Pick out and copy each line in the items below that contains the string "side". Case matters.

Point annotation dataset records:
• • • • • • •
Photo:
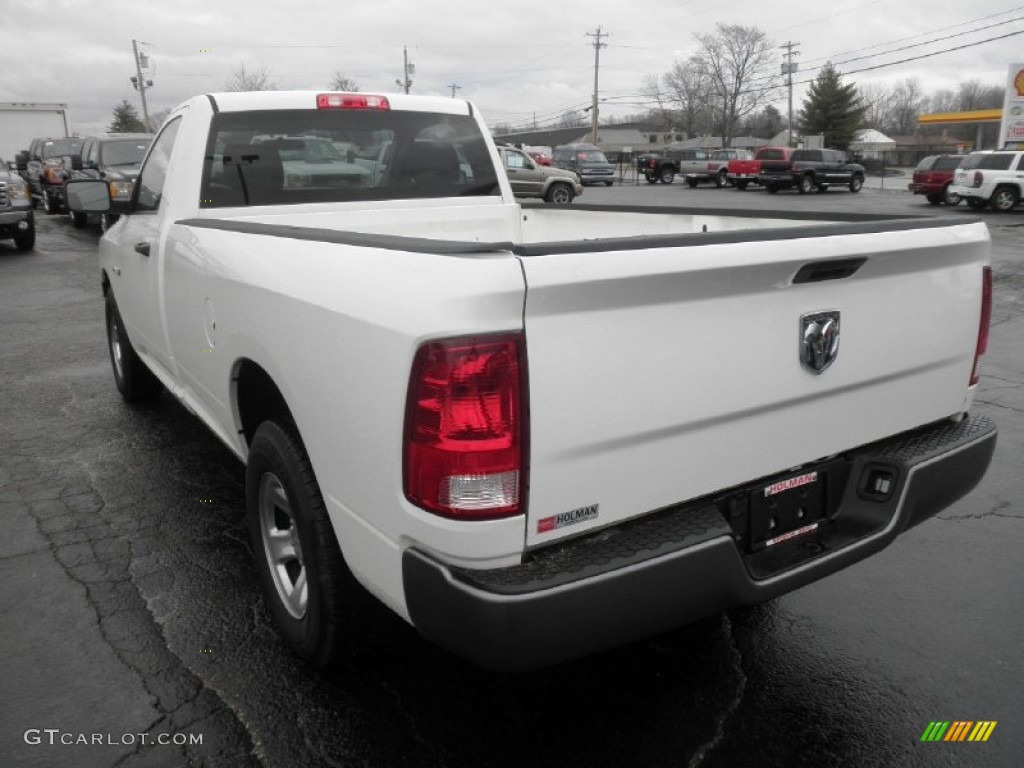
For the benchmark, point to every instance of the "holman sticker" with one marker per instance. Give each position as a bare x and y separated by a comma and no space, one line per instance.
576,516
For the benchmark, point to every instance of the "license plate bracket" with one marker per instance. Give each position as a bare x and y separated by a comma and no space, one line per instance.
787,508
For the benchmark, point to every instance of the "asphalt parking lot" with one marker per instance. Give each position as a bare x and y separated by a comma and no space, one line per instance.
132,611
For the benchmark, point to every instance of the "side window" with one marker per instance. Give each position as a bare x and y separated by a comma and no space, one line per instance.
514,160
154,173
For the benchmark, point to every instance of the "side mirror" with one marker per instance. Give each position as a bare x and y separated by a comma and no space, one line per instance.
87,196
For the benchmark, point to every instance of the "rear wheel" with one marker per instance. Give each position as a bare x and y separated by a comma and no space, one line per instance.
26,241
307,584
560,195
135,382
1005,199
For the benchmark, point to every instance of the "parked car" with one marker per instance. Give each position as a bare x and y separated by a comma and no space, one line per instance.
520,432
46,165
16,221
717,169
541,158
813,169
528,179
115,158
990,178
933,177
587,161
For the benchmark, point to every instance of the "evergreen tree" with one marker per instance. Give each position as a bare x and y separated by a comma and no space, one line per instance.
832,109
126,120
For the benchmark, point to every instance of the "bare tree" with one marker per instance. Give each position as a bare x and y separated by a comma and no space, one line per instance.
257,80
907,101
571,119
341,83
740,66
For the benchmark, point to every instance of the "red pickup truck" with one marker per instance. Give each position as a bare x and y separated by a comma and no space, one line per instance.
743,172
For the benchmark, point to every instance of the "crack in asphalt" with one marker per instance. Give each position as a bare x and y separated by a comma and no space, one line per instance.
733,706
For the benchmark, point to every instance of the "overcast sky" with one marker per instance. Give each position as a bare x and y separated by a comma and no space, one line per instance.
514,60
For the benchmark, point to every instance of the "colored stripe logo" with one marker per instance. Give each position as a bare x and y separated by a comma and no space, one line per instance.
• • • • • • •
- **OUTPUT OF THE TASK**:
For the benchmark, point to every instance of the "side window" with one marker per instance. Give each position as a bare x and y separated by a comma and no space, one line per instance.
For the benchmark, point to every instance of the "side mirror" with one marker per instance. Give each position as a bare x and y separated by a comma and no space, one line per instance.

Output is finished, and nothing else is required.